§ TEXT PROVIDED:
• • • • •

- The Washington Times - Thursday, January 12, 2006

D.C. police last night charged a man with felony murder in the mugging and slaying of retired New York Times journalist David E. Rosenbaum.

Michael Hamlin, 23, of Southeast, inadvertently turned himself in at the 7th District station at about 6 p.m. when he visited the precinct to find out why his face was being shown on TV news, police said.

“He came into the station, gave his name and said, ‘Why is my face on the news tonight?’” said Detective Tony Pace, the lead detective in the case. “He was arrested, we brought him to the Violent Crimes Division, and he confessed.”

An hour before Mr. Hamlin arrived at the police station near his home, surveillance video showing a man using a credit card stolen from Mr. Rosenbaum during the attack was aired on local television stations.

Detectives said that after being questioned about the use of the credit card, Mr. Hamlin confessed to attacking and robbing Mr. Rosenbaum.

The suspect was photographed at several businesses where Mr. Rosenbaum’s stolen credit cards were used or attempted to be used, police said.

Police were surprised at how quickly Mr. Hamlin was found yesterday evening.

“I’m actually shocked,” said Capt. C.V. Morris, head of the Violent Crimes Division. “But I’m glad that it happened this way.”

• • • • •

§ WHAT TO WORK ON:
Retype the part of the news report that starts at "Detectives said that" and ends at "found yesterday evening.".

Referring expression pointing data
• • • • •

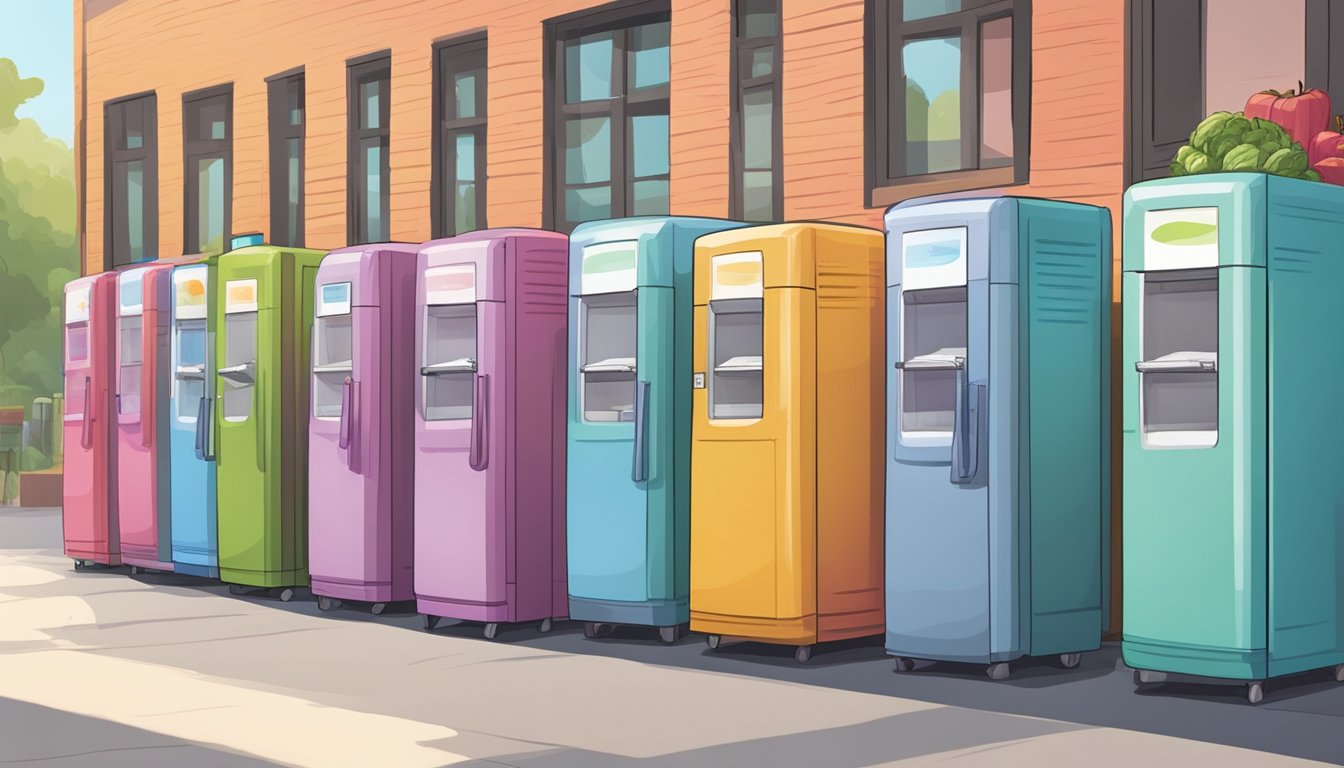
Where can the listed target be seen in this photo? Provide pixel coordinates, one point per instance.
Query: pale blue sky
(39, 36)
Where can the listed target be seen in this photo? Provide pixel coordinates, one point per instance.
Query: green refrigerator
(265, 300)
(1233, 529)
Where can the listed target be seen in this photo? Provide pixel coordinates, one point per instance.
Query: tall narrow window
(131, 187)
(757, 193)
(950, 96)
(285, 94)
(370, 80)
(207, 145)
(460, 104)
(608, 140)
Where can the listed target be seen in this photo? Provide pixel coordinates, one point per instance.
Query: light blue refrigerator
(997, 431)
(628, 476)
(195, 545)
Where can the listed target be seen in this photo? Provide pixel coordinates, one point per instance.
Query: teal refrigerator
(1233, 475)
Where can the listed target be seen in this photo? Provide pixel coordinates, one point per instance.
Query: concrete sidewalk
(160, 661)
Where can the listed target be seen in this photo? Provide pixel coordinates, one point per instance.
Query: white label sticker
(933, 258)
(737, 276)
(241, 296)
(333, 299)
(452, 284)
(77, 304)
(1180, 238)
(610, 268)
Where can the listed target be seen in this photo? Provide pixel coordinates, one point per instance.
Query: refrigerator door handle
(965, 435)
(480, 452)
(202, 409)
(640, 468)
(85, 439)
(343, 440)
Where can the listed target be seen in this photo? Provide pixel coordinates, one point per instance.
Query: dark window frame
(113, 117)
(1144, 159)
(280, 133)
(452, 57)
(882, 92)
(620, 18)
(359, 70)
(203, 149)
(739, 73)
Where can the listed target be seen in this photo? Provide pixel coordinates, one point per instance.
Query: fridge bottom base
(643, 613)
(359, 592)
(195, 569)
(264, 579)
(101, 557)
(1227, 663)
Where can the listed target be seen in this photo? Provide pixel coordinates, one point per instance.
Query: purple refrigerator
(489, 428)
(360, 437)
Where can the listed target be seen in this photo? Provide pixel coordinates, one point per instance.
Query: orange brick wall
(176, 46)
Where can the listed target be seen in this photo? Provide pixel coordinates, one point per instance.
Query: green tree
(38, 244)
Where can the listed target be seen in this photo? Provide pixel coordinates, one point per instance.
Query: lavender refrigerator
(489, 429)
(359, 429)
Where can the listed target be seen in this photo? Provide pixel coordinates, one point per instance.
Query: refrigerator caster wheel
(1148, 678)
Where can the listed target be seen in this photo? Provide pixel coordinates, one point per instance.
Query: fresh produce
(1303, 113)
(1331, 170)
(1231, 141)
(1327, 143)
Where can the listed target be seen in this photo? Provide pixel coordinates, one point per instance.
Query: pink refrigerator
(89, 515)
(360, 538)
(489, 428)
(141, 424)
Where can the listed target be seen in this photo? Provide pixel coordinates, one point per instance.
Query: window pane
(465, 151)
(933, 105)
(368, 104)
(649, 144)
(210, 205)
(464, 94)
(651, 198)
(588, 205)
(295, 101)
(588, 67)
(760, 18)
(762, 61)
(464, 215)
(588, 149)
(648, 57)
(757, 129)
(135, 223)
(996, 96)
(758, 195)
(375, 219)
(295, 159)
(913, 10)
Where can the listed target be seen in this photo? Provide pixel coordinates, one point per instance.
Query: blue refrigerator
(195, 545)
(628, 476)
(997, 431)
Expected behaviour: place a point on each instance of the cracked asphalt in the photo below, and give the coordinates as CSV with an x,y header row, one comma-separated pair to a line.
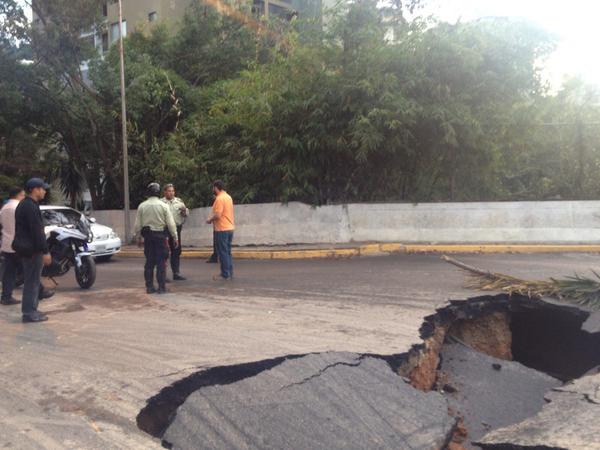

• • • • •

§ COMPLETED EXERCISE:
Detectives said that after being questioned about the use of the credit card, Mr. Hamlin confessed to attacking and robbing Mr. Rosenbaum.

The suspect was photographed at several businesses where Mr. Rosenbaum’s stolen credit cards were used or attempted to be used, police said.

Police were surprised at how quickly Mr. Hamlin was found yesterday evening.